> [Work item] Where the line with "# test: put a marker on the parked" appears below, start writing out lines exactly, and finish with the line with "# test: put a marker on the license", which is included; write out nothing else.

> [Supplied records]
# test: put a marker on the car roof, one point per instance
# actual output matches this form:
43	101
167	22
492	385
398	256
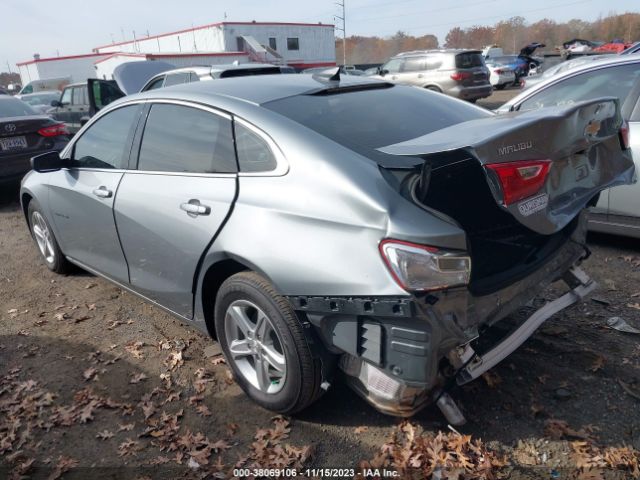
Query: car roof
259	89
607	61
41	92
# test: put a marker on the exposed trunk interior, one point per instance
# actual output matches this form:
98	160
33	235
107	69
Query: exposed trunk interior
502	250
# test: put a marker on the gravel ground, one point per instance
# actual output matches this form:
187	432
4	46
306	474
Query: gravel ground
101	379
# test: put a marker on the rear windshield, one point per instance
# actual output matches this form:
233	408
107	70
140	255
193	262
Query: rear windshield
12	107
369	119
469	60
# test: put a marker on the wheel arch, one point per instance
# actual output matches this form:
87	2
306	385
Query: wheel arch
25	200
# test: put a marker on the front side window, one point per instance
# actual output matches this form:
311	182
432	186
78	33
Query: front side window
393	66
104	144
177	79
254	154
66	96
186	139
615	81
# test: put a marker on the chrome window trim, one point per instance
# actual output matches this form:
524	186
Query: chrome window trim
282	166
67	150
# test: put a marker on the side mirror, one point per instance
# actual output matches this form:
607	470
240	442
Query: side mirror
48	162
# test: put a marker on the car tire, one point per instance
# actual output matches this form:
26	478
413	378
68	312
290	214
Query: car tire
45	240
253	357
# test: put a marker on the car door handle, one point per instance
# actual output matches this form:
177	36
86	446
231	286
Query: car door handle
194	207
102	192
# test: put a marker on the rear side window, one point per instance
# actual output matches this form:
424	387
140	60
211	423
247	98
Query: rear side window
80	96
176	79
254	154
616	81
155	84
104	144
469	60
187	140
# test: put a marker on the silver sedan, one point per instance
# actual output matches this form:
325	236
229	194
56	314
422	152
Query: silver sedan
314	224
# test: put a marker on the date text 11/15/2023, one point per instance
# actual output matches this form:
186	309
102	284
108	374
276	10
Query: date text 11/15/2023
315	473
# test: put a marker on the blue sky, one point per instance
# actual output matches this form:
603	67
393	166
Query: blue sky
75	26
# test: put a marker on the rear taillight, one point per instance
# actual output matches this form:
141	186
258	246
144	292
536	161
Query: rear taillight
420	268
459	76
520	179
624	135
54	130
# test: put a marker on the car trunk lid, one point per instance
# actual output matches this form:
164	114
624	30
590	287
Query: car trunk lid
579	146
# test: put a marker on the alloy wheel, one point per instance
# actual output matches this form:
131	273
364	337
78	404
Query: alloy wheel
255	346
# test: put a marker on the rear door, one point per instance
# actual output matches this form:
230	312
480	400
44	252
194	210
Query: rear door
81	197
169	210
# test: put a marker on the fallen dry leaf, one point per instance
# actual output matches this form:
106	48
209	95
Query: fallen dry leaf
138	378
104	435
598	363
89	373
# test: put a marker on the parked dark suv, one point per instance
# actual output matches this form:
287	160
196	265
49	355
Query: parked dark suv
459	73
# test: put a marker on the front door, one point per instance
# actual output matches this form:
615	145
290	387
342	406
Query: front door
169	211
82	197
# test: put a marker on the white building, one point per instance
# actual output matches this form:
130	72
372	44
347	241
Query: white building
300	45
76	67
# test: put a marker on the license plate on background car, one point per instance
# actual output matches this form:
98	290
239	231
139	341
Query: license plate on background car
13	143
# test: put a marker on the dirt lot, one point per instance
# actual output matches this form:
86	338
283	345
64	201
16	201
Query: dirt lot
92	377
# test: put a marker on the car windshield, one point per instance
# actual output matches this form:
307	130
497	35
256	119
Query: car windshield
12	107
469	60
40	98
368	119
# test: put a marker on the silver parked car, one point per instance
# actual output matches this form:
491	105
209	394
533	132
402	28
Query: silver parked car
314	223
458	73
618	210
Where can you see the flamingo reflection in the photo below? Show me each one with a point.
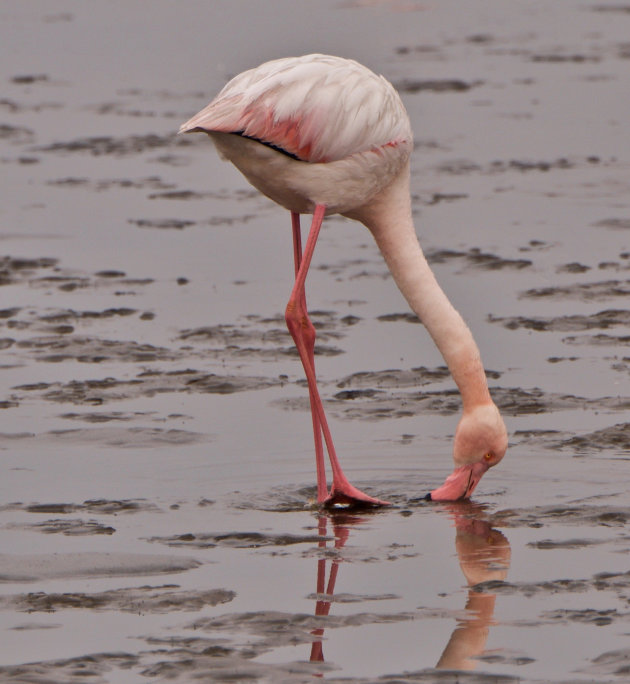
(341, 522)
(484, 555)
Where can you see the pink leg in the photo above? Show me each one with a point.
(303, 333)
(309, 340)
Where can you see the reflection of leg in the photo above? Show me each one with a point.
(303, 333)
(322, 487)
(317, 651)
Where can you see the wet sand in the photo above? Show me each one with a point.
(156, 495)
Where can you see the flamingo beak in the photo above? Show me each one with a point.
(460, 484)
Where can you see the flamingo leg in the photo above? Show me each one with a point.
(303, 333)
(309, 341)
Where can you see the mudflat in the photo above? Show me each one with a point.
(157, 485)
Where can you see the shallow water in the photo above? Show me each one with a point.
(156, 515)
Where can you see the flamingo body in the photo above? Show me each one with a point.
(320, 134)
(347, 123)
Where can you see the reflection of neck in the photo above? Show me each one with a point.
(469, 638)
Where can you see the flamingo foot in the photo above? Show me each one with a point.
(348, 496)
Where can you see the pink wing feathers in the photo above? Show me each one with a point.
(316, 107)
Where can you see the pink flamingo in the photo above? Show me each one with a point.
(323, 135)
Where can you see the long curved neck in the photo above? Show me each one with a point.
(389, 219)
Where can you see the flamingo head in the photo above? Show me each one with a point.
(480, 443)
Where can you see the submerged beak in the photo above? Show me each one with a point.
(460, 484)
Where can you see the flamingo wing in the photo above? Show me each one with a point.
(316, 108)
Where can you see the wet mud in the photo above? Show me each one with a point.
(158, 512)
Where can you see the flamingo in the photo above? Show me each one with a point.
(321, 135)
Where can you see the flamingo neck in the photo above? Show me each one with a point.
(389, 219)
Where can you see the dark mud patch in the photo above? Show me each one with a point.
(91, 669)
(265, 338)
(615, 437)
(104, 184)
(611, 662)
(475, 258)
(36, 567)
(562, 544)
(378, 403)
(71, 527)
(576, 322)
(582, 515)
(93, 506)
(613, 441)
(138, 600)
(146, 384)
(275, 629)
(614, 223)
(44, 272)
(163, 224)
(115, 146)
(459, 167)
(17, 135)
(585, 292)
(17, 269)
(236, 540)
(118, 437)
(84, 349)
(390, 378)
(454, 85)
(601, 340)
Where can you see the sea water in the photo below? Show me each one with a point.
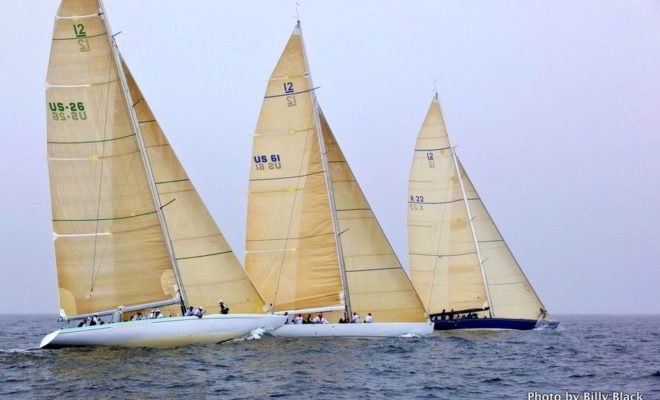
(599, 355)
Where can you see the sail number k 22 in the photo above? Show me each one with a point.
(68, 111)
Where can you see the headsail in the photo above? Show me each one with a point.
(446, 248)
(209, 268)
(511, 294)
(109, 244)
(295, 217)
(377, 281)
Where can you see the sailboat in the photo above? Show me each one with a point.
(460, 264)
(130, 229)
(313, 244)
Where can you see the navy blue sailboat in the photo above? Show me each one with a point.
(460, 264)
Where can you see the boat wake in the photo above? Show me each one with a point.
(546, 326)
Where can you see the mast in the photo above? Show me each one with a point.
(145, 159)
(328, 182)
(469, 214)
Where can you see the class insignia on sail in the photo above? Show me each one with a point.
(460, 264)
(129, 227)
(313, 243)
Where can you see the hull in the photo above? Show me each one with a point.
(493, 323)
(163, 332)
(384, 329)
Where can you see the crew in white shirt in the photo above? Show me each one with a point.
(356, 318)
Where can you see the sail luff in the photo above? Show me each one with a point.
(469, 213)
(328, 180)
(145, 157)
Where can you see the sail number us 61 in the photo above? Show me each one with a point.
(271, 162)
(68, 111)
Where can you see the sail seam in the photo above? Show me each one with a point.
(204, 255)
(94, 141)
(104, 219)
(443, 255)
(290, 238)
(373, 269)
(77, 16)
(439, 202)
(442, 148)
(291, 94)
(172, 181)
(78, 85)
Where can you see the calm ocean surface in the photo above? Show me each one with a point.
(586, 353)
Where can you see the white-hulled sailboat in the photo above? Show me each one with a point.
(459, 263)
(129, 227)
(313, 244)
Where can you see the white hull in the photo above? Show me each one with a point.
(384, 329)
(163, 332)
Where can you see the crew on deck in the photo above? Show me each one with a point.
(356, 318)
(118, 316)
(223, 307)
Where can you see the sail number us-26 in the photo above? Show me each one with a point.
(262, 161)
(74, 111)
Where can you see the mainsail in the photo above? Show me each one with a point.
(112, 190)
(458, 259)
(312, 240)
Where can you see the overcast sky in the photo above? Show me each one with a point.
(554, 107)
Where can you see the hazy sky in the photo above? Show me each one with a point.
(554, 107)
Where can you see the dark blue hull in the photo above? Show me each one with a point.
(491, 323)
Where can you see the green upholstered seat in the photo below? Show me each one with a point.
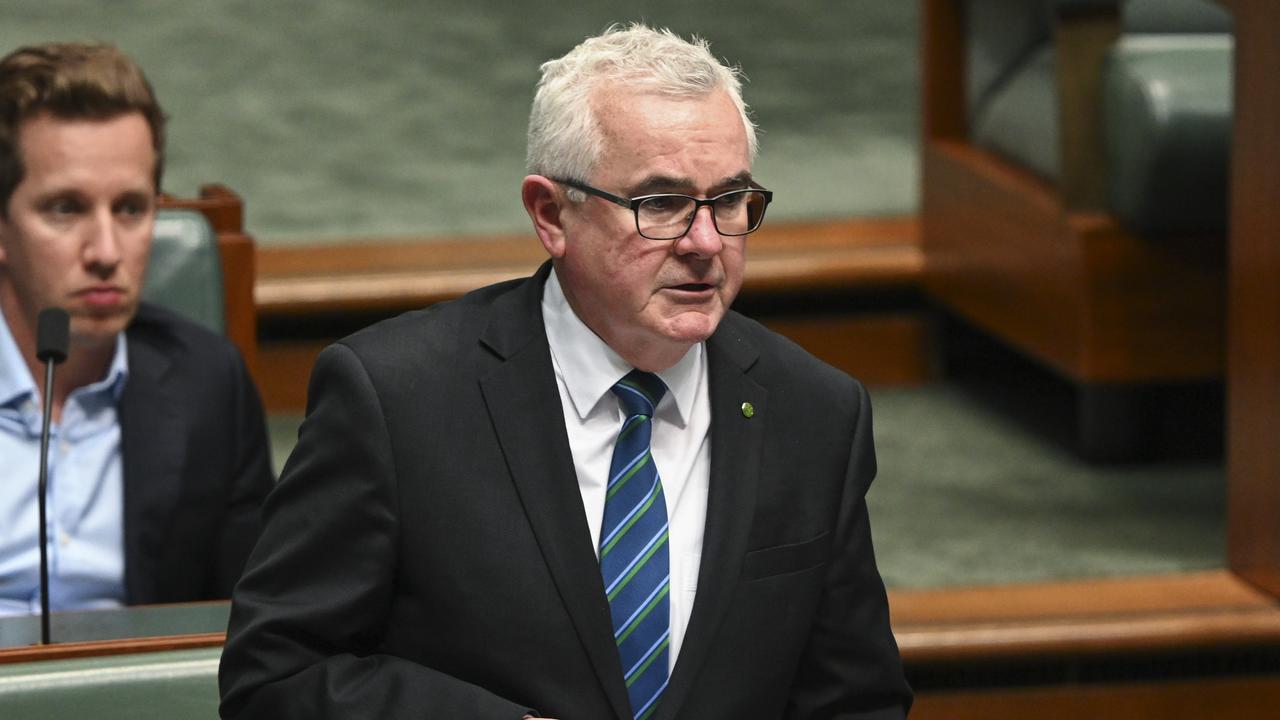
(1165, 119)
(1168, 133)
(186, 273)
(149, 686)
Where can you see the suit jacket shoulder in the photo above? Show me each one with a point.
(196, 460)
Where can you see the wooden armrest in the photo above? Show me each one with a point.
(1082, 35)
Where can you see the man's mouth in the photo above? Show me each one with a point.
(693, 287)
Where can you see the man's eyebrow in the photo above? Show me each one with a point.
(667, 183)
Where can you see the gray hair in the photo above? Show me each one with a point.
(565, 139)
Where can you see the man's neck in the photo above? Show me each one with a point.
(83, 364)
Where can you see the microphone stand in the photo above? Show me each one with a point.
(42, 502)
(53, 328)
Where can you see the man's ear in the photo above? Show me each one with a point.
(543, 204)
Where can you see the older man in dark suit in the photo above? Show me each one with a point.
(593, 493)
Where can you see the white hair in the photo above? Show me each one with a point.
(565, 139)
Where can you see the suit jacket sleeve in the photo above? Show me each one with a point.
(251, 482)
(850, 668)
(310, 613)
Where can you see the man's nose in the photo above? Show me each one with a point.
(702, 240)
(103, 245)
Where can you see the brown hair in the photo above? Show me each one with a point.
(69, 81)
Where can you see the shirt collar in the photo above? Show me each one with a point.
(17, 383)
(590, 368)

> [The answer]
# test: put a marker on the parked dark suv, one point per instance
# actual output matches this form:
287	160
196	265
49	355
Query: parked dark suv
459	73
# test: put a marker on the front door, one point per instance
# actual output matches this form:
615	145
290	387
342	406
Query: front door
169	211
82	197
# test: put a marker on the white building, one point per instance
# actual output matches this form:
130	72
372	44
347	241
Query: white building
300	45
76	67
# test: put a marker on the license plate on background car, one point per instance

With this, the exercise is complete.